Work instructions >>
[1] Please repeat the stretch of the trigger warnings passage from "Our commitment to" through "with their own." word for word.
[2] According to the trigger warnings passage, what are trigger warnings basically the same as in practice?

Our commitment to academic freedom means that we do not support so called ‘trigger warnings,’ we do not cancel invited speakers because their topics might prove controversial, and we do not condone the creation of intellectual ‘safe spaces’ where individuals can retreat from ideas and perspectives at odds with their own.

They, being a professor, then did some research into what exactly trigger warnings and safe spaces are, and then posted that this letter was “an embarrassment.”  So why did my friend have such a change of heart?  For that, let’s learn what these phrases mean.

trigger warning is a statement given before someone interacts with new material (e.g. a book, an article, a video, etc.) which alerts them of potentially disturbing content (e.g. graphic description of sexual violence, war scenes, etc.).  There’s a great op-ed piece in the NYT from last year that delves deeply into this:

Triggered reactions can be intense and unpleasant, and may even overtake our consciousness, as with a flashback experienced by a war veteran. But even more common conditions can have this effect. Think, for example, about the experience of intense nausea. It comes upon a person unbidden, without rational reflection. And you can no more reason your way out of it than you reasoned your way into it. It’s also hard, if not impossible, to engage productively with other matters while you are in the grip of it. You might say that such states temporarily eclipse our rational capacities.

The idea behind trigger warnings is that they give time for the reader/viewer/listener to prepare themselves or brace themselves for what’s coming, in hopes that they can rationally deal with the material.  In practice, they’re basically the same as the little box that says “this movie rated PG-13 for containing partial nudity” and most people can ignore them (idea from that op-ed).  There are many arguments out there against trigger warnings; one of the most cited is the “Coddling of the American Mind” article, where they analogize avoiding difficult subjects with phobias:

A person who is trapped in an elevator during a power outage may panic and think she is going to die. That frightening experience can change neural connections in her amygdala, leading to an elevator phobia. If you want this woman to retain her fear for life, you should help her avoid elevators.

There are great points in that article; namely, that turning disclaimers of difficult readings into optional readings does a disservice to students (they offer the example of professors not wanting to teach rape law).  I think the authors of this article and the professor of the first op-ed can agree that the point is for students to engage with difficult material.  However, the Atlantic piece authors believe that not including trigger warnings is the way to do so, while the NYT piece author believes the exact opposite.  So which is it?  Why the different views?

This is why mathematicians love definitions.  The Atlantic piece authors start with the same definition as I did, but then add another consequence:

Trigger warnings are alerts that professors are expected to issue if something in a course might cause a strong emotional response. For example, some students have called for warnings that Chinua Achebe’s Things Fall Apart describes racial violence and that F. Scott Fitzgerald’s The Great Gatsby portrays misogyny and physical abuse, so that students who have been previously victimized by racism or domestic violence can choose to avoid these works, which they believe might “trigger” a recurrence of past trauma.

Listed records >>
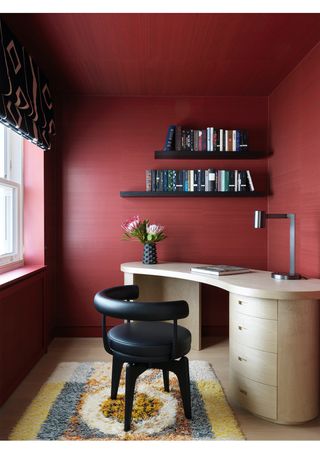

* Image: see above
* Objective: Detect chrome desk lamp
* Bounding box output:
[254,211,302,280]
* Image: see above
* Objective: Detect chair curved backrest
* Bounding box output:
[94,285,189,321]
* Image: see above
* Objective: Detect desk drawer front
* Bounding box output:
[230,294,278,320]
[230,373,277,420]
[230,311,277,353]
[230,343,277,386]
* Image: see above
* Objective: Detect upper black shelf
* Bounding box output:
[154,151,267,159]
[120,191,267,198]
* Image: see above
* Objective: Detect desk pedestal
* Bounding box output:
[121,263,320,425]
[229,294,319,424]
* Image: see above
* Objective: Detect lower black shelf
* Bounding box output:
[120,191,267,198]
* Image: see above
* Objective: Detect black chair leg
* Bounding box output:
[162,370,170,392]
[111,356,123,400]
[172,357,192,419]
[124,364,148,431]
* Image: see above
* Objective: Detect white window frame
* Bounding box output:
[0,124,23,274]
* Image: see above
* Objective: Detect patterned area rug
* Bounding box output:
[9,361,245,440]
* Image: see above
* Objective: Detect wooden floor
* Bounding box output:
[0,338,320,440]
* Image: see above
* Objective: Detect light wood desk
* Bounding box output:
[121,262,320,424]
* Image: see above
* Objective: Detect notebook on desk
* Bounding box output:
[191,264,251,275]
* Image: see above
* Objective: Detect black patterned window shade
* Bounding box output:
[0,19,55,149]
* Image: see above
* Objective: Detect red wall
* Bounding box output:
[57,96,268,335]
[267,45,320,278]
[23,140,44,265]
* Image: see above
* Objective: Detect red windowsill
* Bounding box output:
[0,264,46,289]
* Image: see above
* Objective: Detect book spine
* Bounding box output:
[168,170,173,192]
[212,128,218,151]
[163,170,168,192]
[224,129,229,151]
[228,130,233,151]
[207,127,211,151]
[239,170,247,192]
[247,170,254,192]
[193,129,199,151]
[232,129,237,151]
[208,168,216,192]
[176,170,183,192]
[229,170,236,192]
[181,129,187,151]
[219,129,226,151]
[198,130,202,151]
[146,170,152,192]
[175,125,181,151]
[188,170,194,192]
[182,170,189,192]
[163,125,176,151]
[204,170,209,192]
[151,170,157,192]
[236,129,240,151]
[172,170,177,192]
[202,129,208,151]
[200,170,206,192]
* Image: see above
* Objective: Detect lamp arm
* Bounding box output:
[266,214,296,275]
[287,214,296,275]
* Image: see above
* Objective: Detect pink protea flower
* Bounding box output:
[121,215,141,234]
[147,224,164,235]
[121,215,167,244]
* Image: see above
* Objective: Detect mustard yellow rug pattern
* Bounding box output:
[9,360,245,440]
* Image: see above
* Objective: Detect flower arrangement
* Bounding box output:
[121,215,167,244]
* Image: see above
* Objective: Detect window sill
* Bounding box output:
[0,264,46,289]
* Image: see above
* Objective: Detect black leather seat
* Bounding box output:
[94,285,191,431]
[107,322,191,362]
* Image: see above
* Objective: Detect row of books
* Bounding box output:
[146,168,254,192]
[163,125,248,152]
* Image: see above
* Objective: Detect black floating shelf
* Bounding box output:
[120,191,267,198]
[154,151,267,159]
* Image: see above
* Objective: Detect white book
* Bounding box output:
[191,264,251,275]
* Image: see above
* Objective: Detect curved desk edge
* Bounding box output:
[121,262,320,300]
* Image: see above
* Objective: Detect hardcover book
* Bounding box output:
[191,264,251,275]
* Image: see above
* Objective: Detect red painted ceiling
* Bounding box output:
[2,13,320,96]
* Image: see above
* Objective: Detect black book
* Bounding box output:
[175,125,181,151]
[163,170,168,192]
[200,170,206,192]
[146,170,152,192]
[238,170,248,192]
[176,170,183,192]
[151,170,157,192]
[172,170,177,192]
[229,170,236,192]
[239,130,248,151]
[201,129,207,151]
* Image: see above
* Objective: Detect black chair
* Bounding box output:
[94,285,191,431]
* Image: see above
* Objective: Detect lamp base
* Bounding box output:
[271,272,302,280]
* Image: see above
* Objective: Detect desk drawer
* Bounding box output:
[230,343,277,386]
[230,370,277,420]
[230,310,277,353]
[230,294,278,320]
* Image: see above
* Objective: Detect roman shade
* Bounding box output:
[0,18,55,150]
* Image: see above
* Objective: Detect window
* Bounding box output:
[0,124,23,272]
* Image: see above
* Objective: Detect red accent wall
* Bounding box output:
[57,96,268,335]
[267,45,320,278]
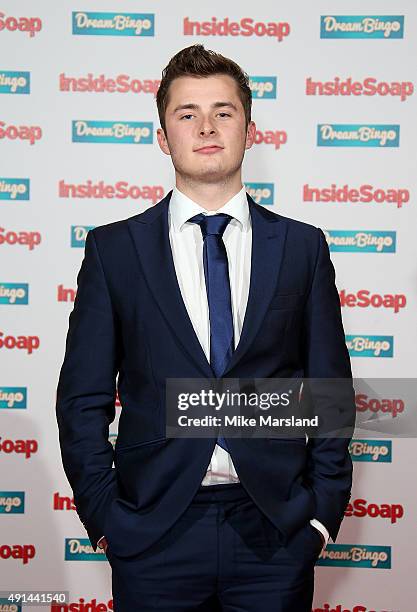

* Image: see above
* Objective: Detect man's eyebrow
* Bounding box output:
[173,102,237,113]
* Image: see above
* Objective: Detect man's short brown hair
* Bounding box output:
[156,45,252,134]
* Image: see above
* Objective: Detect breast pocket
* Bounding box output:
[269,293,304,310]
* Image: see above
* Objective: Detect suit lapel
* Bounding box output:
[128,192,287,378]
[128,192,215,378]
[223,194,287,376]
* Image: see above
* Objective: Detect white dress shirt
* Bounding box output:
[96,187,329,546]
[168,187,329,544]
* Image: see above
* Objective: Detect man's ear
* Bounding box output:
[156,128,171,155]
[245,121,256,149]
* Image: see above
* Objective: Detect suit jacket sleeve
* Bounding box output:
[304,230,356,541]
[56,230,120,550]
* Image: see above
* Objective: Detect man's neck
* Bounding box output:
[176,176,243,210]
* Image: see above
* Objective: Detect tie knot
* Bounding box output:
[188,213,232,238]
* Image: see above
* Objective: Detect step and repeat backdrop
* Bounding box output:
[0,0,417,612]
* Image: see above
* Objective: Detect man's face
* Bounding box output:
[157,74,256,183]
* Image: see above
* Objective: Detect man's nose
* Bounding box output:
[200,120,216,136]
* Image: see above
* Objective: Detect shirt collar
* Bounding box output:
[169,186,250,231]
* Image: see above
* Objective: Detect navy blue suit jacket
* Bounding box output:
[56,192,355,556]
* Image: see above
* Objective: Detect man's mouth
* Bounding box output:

---

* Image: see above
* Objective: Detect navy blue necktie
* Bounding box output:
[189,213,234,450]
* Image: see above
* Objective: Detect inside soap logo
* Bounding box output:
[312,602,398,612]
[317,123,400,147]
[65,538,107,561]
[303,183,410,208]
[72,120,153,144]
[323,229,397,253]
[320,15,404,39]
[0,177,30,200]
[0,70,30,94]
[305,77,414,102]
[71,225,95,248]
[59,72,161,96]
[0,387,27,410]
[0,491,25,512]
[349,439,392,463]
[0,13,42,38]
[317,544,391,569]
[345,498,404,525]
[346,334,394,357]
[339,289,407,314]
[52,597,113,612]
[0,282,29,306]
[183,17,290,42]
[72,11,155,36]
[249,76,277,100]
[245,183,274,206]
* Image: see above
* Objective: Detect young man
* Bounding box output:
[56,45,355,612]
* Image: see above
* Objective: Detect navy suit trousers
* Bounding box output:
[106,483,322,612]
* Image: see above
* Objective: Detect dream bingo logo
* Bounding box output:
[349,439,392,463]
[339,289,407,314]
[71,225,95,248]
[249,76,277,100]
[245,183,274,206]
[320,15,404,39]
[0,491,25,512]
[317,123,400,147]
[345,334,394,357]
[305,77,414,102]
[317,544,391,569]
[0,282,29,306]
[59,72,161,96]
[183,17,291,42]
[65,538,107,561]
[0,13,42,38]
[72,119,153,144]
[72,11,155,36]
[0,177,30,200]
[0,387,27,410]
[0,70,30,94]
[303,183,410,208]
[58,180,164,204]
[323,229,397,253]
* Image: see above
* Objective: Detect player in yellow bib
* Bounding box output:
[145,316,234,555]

Answers for the exercise >>
[1]
Our commitment to academic freedom means that we do not support so called ‘trigger warnings,’ we do not cancel invited speakers because their topics might prove controversial, and we do not condone the creation of intellectual ‘safe spaces’ where individuals can retreat from ideas and perspectives at odds with their own.

[2] The little box that says "this movie rated PG-13 for containing partial nudity."